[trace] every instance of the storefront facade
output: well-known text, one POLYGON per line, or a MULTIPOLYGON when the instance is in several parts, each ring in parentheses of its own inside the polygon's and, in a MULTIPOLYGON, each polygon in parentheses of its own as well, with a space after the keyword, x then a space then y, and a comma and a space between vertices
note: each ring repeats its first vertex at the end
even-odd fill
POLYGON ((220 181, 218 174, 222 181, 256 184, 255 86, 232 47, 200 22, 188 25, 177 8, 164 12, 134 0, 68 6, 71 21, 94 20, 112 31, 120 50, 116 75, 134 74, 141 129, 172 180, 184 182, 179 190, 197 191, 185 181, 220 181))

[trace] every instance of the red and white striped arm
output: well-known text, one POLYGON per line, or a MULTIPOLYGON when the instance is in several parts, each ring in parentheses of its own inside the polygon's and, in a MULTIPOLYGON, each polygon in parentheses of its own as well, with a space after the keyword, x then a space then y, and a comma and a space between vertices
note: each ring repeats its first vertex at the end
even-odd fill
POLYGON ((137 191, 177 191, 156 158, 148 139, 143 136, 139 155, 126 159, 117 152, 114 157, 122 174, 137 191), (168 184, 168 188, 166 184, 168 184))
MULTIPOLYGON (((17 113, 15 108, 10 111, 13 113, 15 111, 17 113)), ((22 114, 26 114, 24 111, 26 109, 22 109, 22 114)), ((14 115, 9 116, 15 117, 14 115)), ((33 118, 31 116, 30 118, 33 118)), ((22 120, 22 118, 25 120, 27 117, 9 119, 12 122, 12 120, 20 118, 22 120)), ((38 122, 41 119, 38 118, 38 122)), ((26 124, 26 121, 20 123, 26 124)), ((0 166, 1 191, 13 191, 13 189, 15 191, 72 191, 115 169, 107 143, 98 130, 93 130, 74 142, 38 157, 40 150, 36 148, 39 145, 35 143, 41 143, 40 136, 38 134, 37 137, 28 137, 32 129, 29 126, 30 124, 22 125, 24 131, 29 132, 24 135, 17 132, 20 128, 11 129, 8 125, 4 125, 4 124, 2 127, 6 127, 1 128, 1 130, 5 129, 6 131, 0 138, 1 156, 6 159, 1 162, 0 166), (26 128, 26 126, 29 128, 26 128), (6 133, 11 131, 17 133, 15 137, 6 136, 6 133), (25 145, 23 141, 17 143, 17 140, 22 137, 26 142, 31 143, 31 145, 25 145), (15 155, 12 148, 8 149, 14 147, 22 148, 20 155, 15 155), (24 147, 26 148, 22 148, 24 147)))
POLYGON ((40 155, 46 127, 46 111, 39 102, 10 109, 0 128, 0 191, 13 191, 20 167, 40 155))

• • • • •

### Goal of the exercise
Reproduce the data verbatim, from its first line through the line containing "POLYGON ((220 181, 218", including both of those lines.

### Finished exercise
[trace] every instance of the storefront facade
output: well-known text, one POLYGON per line, or a MULTIPOLYGON when the instance is in several parts, each ring in parentheses of its own inside the polygon's and, in a MULTIPOLYGON, each polygon in parentheses of its own as well, with a space after the keyword, x then a space then y, and a comma and a space between vertices
note: each ring repeats its first vertex at the end
even-odd fill
POLYGON ((220 181, 218 174, 222 181, 256 184, 255 86, 232 47, 200 22, 188 25, 177 8, 164 12, 134 0, 68 6, 71 21, 94 20, 112 31, 120 50, 116 75, 134 74, 141 129, 172 180, 184 182, 179 190, 197 191, 185 181, 220 181))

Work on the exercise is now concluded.